#### Given records

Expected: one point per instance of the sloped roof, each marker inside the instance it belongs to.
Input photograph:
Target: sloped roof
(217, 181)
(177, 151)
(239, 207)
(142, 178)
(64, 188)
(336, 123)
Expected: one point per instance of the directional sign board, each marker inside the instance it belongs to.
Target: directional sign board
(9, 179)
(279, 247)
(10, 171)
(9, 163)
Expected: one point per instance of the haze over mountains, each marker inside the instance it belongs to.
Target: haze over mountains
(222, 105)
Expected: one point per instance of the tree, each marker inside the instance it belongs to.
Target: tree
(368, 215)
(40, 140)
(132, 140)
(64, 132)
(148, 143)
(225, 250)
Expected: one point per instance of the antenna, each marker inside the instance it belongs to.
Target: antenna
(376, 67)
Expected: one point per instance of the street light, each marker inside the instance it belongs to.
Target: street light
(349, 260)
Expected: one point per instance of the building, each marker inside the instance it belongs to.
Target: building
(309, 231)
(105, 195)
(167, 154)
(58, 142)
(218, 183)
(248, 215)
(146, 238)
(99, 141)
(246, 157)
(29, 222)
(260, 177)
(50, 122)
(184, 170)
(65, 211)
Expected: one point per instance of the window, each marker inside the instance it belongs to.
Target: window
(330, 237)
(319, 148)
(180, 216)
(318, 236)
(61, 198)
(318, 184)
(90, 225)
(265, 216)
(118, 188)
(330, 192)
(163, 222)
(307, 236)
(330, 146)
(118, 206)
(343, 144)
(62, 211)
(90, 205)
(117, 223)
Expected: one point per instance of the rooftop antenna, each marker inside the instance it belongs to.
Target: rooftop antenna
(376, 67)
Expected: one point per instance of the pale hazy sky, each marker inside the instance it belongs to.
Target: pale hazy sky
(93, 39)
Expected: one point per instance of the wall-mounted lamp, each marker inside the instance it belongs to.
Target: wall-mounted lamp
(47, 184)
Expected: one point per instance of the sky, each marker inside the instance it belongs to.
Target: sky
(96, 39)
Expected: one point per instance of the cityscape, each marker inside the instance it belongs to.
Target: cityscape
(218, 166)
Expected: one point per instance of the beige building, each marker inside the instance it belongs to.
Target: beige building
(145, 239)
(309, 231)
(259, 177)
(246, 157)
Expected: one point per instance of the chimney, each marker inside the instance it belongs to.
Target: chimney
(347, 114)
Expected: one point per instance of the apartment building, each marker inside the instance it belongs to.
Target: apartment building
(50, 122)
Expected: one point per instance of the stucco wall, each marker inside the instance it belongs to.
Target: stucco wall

########

- [What is expected] Only the lines from the one with "Expected: one point per instance of the stucco" through the last line of the records belong in the answer, each copied exactly.

- [Response below]
Expected: one point per instance of the stucco wall, each marker inside the instance it belongs to.
Target: stucco wall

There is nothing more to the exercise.